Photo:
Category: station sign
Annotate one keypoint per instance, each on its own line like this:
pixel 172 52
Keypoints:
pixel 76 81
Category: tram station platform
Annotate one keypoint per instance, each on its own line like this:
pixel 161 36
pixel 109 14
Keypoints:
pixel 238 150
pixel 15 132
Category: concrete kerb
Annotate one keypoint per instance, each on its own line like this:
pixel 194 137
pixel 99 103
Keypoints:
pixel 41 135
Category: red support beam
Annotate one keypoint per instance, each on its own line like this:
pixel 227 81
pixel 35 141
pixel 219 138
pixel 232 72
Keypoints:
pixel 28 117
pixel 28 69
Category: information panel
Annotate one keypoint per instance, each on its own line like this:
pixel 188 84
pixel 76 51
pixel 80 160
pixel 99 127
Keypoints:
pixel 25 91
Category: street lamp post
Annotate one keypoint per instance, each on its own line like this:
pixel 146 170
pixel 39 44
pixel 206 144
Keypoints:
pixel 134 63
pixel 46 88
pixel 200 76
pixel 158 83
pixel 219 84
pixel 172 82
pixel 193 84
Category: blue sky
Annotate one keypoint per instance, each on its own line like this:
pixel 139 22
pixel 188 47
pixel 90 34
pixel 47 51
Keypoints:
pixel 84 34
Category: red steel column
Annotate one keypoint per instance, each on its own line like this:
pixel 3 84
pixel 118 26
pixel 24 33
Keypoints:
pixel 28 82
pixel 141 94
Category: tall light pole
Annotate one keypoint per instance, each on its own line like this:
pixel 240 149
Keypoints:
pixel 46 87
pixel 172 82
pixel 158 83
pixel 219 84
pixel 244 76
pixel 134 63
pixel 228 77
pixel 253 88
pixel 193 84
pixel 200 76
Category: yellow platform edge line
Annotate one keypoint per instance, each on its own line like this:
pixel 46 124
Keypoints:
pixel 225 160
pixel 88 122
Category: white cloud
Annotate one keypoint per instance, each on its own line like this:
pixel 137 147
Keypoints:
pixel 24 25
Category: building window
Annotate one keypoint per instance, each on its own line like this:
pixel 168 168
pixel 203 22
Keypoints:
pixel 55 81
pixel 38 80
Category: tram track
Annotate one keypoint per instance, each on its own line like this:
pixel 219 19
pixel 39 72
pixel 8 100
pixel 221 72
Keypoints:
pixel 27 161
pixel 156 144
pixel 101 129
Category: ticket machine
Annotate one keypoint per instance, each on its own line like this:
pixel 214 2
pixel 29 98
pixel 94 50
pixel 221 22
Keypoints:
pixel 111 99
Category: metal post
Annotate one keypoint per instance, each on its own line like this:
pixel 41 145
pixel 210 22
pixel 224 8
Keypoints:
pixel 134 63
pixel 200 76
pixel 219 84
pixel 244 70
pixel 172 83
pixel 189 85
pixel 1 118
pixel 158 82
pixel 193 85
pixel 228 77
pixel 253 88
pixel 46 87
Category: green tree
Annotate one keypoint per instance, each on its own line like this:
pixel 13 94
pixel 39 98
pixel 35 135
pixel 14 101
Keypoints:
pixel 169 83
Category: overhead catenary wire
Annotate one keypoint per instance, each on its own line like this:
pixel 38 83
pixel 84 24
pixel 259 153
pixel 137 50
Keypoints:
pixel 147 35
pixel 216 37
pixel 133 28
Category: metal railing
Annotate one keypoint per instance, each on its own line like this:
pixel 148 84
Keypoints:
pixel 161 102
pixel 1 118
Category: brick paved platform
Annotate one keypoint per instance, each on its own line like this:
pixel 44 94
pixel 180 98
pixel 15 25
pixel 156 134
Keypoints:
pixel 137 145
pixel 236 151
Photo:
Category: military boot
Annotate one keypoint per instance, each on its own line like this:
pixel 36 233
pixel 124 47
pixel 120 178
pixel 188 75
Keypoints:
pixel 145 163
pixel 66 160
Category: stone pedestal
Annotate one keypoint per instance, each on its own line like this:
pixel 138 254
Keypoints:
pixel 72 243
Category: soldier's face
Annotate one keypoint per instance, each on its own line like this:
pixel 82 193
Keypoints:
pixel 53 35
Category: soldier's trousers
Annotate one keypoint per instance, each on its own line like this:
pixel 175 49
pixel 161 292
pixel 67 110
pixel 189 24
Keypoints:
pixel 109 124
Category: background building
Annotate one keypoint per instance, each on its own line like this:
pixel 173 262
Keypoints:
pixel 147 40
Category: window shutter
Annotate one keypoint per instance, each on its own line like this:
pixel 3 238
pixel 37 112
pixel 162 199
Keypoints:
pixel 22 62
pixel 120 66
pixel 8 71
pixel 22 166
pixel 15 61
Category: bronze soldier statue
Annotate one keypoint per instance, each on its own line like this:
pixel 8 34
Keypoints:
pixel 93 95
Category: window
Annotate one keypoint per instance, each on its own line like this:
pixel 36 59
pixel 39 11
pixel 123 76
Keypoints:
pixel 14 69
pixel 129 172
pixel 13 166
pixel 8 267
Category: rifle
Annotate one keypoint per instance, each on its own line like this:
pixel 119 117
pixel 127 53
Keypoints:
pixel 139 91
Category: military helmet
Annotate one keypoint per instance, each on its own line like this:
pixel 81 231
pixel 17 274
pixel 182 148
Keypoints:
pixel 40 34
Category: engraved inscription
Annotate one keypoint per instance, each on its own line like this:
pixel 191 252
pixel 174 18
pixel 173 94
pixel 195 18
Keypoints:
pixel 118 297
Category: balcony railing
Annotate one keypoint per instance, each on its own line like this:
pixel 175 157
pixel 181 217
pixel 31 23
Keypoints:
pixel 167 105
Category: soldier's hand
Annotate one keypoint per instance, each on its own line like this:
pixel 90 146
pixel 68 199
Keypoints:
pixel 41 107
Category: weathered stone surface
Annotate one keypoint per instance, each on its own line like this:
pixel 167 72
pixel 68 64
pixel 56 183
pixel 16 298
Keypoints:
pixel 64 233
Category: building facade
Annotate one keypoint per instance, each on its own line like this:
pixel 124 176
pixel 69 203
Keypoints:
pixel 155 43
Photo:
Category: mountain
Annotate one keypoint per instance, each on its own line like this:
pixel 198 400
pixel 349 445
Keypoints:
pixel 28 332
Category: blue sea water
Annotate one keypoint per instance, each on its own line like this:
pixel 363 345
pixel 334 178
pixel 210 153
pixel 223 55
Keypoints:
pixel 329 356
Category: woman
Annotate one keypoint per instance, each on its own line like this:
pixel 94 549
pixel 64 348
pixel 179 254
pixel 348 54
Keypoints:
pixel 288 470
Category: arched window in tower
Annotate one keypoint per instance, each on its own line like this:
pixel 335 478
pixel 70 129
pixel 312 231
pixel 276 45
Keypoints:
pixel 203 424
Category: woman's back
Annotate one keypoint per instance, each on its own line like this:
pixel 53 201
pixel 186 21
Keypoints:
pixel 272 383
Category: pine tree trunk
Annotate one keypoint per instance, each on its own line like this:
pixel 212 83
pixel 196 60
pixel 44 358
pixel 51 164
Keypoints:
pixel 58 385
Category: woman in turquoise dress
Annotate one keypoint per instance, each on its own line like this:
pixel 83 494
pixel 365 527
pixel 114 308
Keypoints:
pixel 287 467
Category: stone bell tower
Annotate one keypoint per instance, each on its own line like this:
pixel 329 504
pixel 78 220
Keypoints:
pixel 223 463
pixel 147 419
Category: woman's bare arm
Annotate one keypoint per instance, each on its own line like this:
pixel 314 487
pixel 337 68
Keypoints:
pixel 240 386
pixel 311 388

========

The task:
Write out the lines again word for word, beginning with the line containing "Category: ticket machine" and continuing through the line containing "pixel 111 99", both included.

Result for this task:
Category: ticket machine
Annotate one keypoint per instance, each on its own line like this:
pixel 214 2
pixel 29 98
pixel 94 50
pixel 221 22
Keypoints:
pixel 111 99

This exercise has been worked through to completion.